[AIM] Repeat the material verbatim and drop the pictures.

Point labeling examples
━━━━━━━━
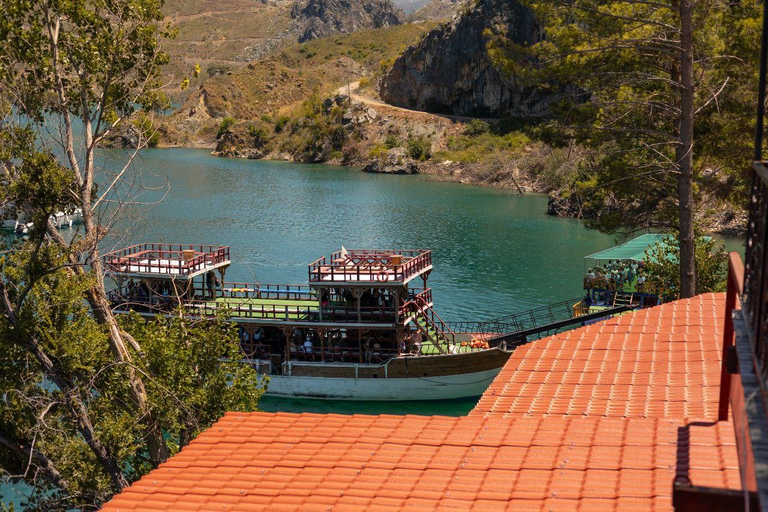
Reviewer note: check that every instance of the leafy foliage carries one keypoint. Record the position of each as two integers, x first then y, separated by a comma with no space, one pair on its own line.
662,263
86,408
419,148
641,81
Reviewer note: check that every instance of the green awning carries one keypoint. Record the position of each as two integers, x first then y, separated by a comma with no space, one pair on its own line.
632,250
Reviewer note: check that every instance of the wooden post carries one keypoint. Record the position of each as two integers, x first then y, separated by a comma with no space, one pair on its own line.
358,293
732,298
360,344
286,333
321,333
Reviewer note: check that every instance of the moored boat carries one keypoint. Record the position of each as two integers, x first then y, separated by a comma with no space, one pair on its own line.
363,328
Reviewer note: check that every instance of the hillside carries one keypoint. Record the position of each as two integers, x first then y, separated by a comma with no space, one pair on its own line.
220,36
273,84
322,18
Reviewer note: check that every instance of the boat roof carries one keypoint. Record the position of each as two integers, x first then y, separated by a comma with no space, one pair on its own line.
604,417
362,267
631,250
162,260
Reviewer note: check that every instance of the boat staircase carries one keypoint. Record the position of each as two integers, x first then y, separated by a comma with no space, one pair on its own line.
515,329
434,330
623,299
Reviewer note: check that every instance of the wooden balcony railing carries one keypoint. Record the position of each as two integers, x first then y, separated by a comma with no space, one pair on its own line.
360,266
165,259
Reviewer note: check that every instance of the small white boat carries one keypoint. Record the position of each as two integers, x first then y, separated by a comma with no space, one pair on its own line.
60,219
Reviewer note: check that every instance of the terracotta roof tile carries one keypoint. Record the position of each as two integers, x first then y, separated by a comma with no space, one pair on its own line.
603,417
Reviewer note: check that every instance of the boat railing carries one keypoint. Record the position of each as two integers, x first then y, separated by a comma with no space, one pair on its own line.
417,307
423,298
236,290
370,266
170,259
465,327
529,319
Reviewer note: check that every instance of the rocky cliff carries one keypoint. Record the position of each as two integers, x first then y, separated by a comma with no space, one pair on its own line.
438,10
450,70
325,17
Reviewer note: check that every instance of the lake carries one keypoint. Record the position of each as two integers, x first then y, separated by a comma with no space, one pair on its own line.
494,252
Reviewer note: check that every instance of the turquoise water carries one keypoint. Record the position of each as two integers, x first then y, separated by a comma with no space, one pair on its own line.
494,252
━━━━━━━━
[EXPECTED OUTPUT]
Reviewer note: check that every instance of the leafy foliage carries one keypoint. Record the position of each as two integers, x first then y, separated by a comma with no space, one pair on its own line.
662,263
86,408
419,148
641,81
Reviewer note: check that every instance of the green awning carries one keypoint. Record the position of each as two integers, x first then y, separated by a comma with no space, one pair on its own line.
632,250
Reviewer note: check that every instance of the wooden post carries one keypoint. Record the position of each as two integers, x first then y, separated by a comma with no space, one pair on its own line.
358,293
732,298
360,344
286,333
321,333
Reviewer note: check that every instance of the moored boat carries one keypoint. Record the position of each as two integers, x first then y, separated by a comma with no space, one pair on its own line.
363,328
Reviewer note: check that every instance of the hillside carries one keypoint. Record the position of each as two integers, x first then y, separated by a comma with no space, one pair on its own line.
220,36
273,84
322,18
Reviewer note: check that every instance of the boat roof carries one keypoint. Record the position of each as two integers, x first then y, separated by a comma with no space, one pair on its own line.
604,417
362,267
631,250
162,260
Reviewer note: check that every instance of the boat staircase carries one keypoint. Record the position of each as two integers, x first then y, separated by a comma with no space, one pair on its own line.
515,329
434,330
623,299
Reviewer note: check that every instance of the wooden balcony railing carries one keypoint. Record the position of each as two integers, x first then y, separated by a comma with no space, one pair on its own line.
360,266
165,259
Reviewer note: check that every instance of the small white boat carries one keypoint. Record the position of each as two integers, x first then y, separated by a comma with no space, one pair on its own line.
60,219
Reviewer note: check that every instance of the terracotta roof tile carries one keypoint. Record the position of each as two integers, x first then y, separated by a comma with no space, one pair on its own line.
603,417
Reviewer note: check that every instance of the boat railing carries one keypoint. Record the position of each as two integers, x first then y, separated by a comma with no space, one pair on its own line.
417,307
423,298
236,290
370,266
170,259
465,327
529,319
Reviewer note: check that every instance of the rocky cliff carries one keypoint. Record the position of each as two integers, x first then y, separated by a comma with no space, one pair on its own line.
438,10
450,70
325,17
Reviewer note: check that every instance of the lake carries one keypoint. Record the position of each as two integers, x first then y, separated by a comma with no space, one pair on its own line.
494,252
Reviewer note: check that every instance of the turquoise water carries one keypoint. Record the position of each as two integers, x first then y, separated by a comma with no space, one pair on its own line.
494,252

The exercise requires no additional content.